WORK TO DO –
1. According to the slingshot pouch thread, which version is easy to trim with a razor blade?
2. Pick out every line of the listing that contains the string "shrub".

PROVIDED PASSAGE –
☆ ☆ ☆ ☆ ☆

Good Idea. I thought about it the first time I cut a pouch. With the stainless version it is easy to trim with a razor blade.
Chuck S


----------



## Devoman

Very nice Chuck!


----------



## A+ Slingshots

Cool Jig!! Nice job Chuck!!


----------



## ERdept

As you shoot these leather pouches, or any leather pouch, they seem to get fuzzier, if you know what i mean.

I think it's the speed and sudden snap that make them deteriorate.

Would soaking these in parrafin or beeswax help to keep the leather in shape and last longer?


----------



## mxred91

ERdept said:


> As you shoot these leather pouches, or any leathe pouches, they seem to get fuzzier, if you know what i mean.
> 
> I think it's the speed and sudden snap that make them deteriorate.
> 
> Would soaking these in parrafin or beeswax help to keep the leather in shape and last longer?


Tex talks about this on his Youtube Channel (slingshotbill) If I recall correctly he talks about using talc powder. I think wax may make it hard to hold on, and would add weight.

☆ ☆ ☆ ☆ ☆

DATA EXCERPTS –
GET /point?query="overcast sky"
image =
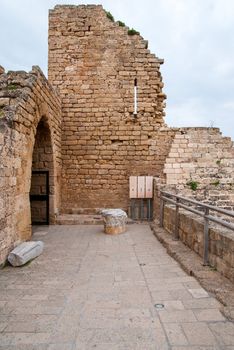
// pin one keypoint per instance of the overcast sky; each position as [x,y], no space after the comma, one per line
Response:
[195,38]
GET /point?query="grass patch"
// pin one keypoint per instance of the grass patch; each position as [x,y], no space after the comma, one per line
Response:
[121,24]
[215,183]
[133,32]
[12,86]
[110,16]
[193,185]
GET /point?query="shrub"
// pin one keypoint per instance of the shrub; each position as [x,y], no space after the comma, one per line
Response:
[193,185]
[133,32]
[110,16]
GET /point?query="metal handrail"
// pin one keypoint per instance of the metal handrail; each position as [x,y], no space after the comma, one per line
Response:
[176,200]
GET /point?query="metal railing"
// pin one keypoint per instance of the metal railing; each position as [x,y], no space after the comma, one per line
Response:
[203,211]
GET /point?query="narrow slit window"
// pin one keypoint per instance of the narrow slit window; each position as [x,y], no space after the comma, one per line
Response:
[135,97]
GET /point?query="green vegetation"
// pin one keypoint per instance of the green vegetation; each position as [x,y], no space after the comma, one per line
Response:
[1,112]
[133,32]
[215,183]
[121,24]
[110,16]
[193,185]
[12,86]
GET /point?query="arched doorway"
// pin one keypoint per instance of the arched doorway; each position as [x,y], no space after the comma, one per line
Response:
[42,180]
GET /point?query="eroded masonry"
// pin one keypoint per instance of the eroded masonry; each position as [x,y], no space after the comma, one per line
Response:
[86,130]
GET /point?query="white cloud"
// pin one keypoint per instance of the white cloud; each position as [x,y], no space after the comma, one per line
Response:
[195,37]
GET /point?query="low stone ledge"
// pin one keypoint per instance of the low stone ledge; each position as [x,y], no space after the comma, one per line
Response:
[192,263]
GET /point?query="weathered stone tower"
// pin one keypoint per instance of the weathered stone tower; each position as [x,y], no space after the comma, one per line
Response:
[93,62]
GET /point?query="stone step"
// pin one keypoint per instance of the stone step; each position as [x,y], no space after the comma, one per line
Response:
[76,219]
[82,211]
[79,219]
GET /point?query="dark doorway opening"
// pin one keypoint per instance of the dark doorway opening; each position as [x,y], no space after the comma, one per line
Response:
[40,197]
[42,179]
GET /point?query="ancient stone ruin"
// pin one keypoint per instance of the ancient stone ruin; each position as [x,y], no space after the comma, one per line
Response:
[81,127]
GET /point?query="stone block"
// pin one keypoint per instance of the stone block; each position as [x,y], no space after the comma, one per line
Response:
[114,221]
[25,252]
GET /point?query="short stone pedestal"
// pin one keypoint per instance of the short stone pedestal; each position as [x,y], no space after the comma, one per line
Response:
[114,221]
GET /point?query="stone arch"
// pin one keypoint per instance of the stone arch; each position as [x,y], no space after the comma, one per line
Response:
[43,160]
[31,107]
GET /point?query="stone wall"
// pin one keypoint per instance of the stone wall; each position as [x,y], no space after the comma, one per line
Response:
[201,157]
[25,100]
[221,240]
[93,63]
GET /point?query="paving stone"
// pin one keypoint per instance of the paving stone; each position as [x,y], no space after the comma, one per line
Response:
[224,332]
[198,293]
[175,334]
[198,333]
[177,316]
[209,315]
[99,297]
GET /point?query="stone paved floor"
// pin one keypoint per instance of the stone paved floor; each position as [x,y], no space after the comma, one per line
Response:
[93,291]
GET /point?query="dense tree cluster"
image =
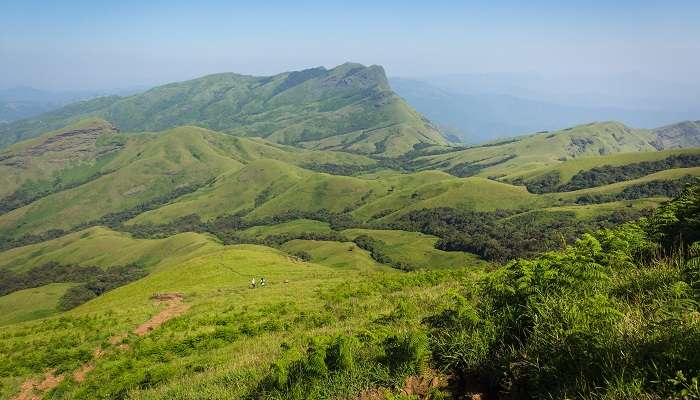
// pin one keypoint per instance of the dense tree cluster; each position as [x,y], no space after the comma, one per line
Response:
[494,237]
[464,170]
[657,188]
[32,191]
[607,174]
[93,280]
[111,220]
[375,247]
[100,283]
[606,317]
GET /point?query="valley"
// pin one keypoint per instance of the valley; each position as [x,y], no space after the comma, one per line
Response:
[391,255]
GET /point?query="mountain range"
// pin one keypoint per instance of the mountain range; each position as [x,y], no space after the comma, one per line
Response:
[135,233]
[350,107]
[475,112]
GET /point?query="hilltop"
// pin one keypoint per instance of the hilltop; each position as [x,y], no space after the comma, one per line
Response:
[350,107]
[510,158]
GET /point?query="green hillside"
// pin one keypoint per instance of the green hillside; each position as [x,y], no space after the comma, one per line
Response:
[567,169]
[350,107]
[135,234]
[58,159]
[30,304]
[526,155]
[151,168]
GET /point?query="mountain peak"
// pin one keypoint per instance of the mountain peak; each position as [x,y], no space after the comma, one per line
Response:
[349,107]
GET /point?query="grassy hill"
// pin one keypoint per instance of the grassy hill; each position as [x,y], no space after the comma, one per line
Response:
[30,304]
[525,155]
[350,107]
[139,169]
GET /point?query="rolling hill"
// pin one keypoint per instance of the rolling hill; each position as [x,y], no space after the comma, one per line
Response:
[350,107]
[510,158]
[129,239]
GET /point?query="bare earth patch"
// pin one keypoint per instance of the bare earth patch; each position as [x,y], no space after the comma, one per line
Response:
[33,389]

☆ ☆ ☆ ☆ ☆

RESULTS –
1. The stainless version.

2.
GET /point?query="shrub"
// pin one keypoint per instance of the shrub; each position as [x,y], no space after the comma, one per line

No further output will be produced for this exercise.